▶ _Set problem_
Count how many lines of the records below contain the string "hair". Give only the number.

[Dataset rows]
= = = = =

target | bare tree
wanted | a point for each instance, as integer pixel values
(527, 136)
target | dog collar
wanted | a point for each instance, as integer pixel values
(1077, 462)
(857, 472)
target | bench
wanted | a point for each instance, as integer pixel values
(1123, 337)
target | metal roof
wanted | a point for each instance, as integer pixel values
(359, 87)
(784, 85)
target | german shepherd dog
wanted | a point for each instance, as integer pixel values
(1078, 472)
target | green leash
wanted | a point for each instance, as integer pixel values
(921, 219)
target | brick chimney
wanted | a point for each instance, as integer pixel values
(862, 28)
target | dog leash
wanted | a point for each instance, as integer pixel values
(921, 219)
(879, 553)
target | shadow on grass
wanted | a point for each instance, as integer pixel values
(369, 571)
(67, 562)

= = = = =

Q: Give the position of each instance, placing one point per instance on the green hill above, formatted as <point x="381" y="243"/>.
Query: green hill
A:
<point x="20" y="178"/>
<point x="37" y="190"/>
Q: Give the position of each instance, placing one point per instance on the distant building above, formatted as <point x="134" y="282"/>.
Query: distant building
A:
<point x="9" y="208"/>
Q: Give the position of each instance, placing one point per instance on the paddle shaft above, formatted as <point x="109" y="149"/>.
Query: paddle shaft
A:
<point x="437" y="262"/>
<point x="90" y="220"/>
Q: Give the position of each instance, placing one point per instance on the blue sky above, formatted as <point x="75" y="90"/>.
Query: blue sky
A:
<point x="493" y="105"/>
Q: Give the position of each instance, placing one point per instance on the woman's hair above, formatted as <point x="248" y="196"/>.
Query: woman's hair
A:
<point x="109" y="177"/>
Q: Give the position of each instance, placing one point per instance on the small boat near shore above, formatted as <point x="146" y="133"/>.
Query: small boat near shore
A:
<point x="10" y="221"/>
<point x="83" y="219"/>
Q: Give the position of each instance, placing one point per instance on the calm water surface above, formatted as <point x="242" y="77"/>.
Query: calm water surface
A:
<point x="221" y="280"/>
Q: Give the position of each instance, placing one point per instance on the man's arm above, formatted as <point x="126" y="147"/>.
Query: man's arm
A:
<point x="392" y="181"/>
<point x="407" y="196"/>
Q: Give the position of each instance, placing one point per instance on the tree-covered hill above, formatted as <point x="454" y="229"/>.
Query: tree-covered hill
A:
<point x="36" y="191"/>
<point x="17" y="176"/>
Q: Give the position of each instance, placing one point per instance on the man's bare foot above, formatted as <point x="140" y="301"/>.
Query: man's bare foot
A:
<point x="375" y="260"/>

= = = = =

▶ _Response to the exercise_
2